Exercise instructions
1/ Could you reproduce the Northern Voice post word for word, from "The above video" up to and including "rural towns) feel."?
2/ In the rows, could you update the lines from the line with "Provide the segmentation" up to and including the line with "Within the same" by swapping "instance" for "object", leaving everything else untouched, and return only those lines?

Source excerpt
The above video was one of two videos we showed near the beginning of our presentation for Northern Voice. Nancy White started off by having everyone draw pictures together. The idea was to have them feel a little uncomfortable working together. I did get upset with Barbara for making a squiggle where I didn’t want one.
The videos were meant to explore the discomfort of navigating digital and physical spaces and to explore the discomfort one might feel in doing that, or in Barbara’s case, what her clients (citizens of small rural towns) feel.
We debriefed quite a bit afterward, and I’m still thinking about it. What Nancy was interested was the space between the different spaces we might occupy–virtual, digital, global, local. Whether we feel comfortable or not with whatever group, the movement, the transition from one to another is often quite difficult. Many of us are experiencing that transition today (or yesterday) by moving from the intense mostly like-minded environment of Northern Voice to our work and home spaces. For me, this transition was made all the more unsettling thanks to missed flights that led to my traveling all night. Really, it seems to me that it is this in between state that we occupy most of the time, a strange space where we can conceive of ourselves in different spaces and feel fragmented and whole at the same time. I’d like to say that for me this is when I’m at home, but that’s not entirely true. I think I have this feeling that only part of myself appears in any given space. The idea of multiple identities is nothing new, of course, but living it so vividly by having these digital persona running around feels somehow disruptive.

Data to process

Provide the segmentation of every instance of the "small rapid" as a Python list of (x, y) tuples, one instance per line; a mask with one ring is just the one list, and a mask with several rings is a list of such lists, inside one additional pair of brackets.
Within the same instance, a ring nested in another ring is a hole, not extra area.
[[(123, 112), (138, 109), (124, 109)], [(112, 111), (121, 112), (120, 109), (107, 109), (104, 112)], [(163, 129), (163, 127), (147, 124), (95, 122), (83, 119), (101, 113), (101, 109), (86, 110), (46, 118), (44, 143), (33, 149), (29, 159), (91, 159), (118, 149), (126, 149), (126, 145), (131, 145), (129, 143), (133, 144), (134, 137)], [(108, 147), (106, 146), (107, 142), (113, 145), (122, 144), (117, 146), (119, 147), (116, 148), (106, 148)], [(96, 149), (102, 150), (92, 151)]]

---

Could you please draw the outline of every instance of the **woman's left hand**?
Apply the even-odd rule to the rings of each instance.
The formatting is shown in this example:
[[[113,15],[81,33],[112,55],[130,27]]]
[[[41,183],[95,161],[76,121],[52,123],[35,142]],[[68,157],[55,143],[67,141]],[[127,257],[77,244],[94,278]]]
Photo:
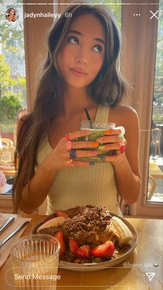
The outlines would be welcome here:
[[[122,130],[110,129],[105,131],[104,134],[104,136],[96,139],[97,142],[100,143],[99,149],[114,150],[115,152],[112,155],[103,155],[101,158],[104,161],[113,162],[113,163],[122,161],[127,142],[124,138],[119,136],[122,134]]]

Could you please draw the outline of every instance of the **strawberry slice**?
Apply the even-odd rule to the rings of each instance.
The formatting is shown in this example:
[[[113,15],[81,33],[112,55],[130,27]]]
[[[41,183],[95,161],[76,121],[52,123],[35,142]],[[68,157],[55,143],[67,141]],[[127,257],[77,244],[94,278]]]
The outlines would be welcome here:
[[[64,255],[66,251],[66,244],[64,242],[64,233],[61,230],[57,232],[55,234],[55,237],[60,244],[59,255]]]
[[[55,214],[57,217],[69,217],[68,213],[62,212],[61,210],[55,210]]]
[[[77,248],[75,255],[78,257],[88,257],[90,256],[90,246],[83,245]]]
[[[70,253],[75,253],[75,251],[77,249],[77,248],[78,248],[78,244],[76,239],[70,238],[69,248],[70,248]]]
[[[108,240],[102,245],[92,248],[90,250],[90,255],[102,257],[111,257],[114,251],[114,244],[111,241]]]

Answers by task
1/
The above video was one of two videos we showed near the beginning of our presentation for Northern Voice. Nancy White started off by having everyone draw pictures together. The idea was to have them feel a little uncomfortable working together. I did get upset with Barbara for making a squiggle where I didn’t want one.
The videos were meant to explore the discomfort of navigating digital and physical spaces and to explore the discomfort one might feel in doing that, or in Barbara’s case, what her clients (citizens of small rural towns) feel.

2/
Provide the segmentation of every object of the "small rapid" as a Python list of (x, y) tuples, one object per line; a mask with one ring is just the one list, and a mask with several rings is a list of such lists, inside one additional pair of brackets.
Within the same object, a ring nested in another ring is a hole, not extra area.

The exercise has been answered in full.